• **WHAT YOU NEED TO DO**
Repeat exactly the lines from the line containing "Confirm that each instance of the swimming" through the last line of the records below, inclusive, and nothing else.

• **INFORMATION**
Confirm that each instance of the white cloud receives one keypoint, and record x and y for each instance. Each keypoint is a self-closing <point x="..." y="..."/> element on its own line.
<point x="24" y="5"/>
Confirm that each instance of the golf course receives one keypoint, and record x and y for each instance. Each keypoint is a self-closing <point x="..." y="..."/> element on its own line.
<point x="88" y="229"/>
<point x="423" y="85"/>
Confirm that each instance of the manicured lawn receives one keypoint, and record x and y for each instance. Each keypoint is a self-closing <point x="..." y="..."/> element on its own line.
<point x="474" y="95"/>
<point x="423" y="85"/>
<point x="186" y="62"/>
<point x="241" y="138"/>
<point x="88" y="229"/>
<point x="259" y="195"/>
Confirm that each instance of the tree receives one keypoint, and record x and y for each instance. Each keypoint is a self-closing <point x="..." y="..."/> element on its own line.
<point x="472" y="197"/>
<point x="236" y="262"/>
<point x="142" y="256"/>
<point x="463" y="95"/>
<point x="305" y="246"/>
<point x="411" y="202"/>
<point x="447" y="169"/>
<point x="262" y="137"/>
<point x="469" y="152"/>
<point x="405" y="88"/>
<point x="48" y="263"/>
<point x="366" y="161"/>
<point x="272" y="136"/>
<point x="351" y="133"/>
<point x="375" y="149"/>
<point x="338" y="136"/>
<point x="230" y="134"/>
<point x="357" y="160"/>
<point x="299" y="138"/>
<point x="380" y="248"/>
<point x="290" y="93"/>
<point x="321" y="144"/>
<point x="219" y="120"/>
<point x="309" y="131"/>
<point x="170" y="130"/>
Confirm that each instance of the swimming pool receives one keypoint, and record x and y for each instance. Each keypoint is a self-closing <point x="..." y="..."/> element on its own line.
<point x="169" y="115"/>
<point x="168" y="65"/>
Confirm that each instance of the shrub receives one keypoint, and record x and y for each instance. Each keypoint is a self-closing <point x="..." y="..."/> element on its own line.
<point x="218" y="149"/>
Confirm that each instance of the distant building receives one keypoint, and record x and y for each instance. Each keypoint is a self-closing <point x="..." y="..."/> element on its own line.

• **COMPLETED EXERCISE**
Confirm that each instance of the swimming pool receives one keypoint, and record x and y for each instance. Each keypoint is a self-closing <point x="..." y="..."/> element on its own line.
<point x="169" y="115"/>
<point x="168" y="65"/>
Confirm that each instance of the shrub receives one keypoint, and record x and y for each instance. Each keypoint is a self-closing <point x="..." y="..."/> element on its own line.
<point x="218" y="149"/>
Confirm that each instance of the distant building receives one keypoint, and record x and y for each instance. Each keypoint is a self-closing <point x="..." y="..."/> element on its own line.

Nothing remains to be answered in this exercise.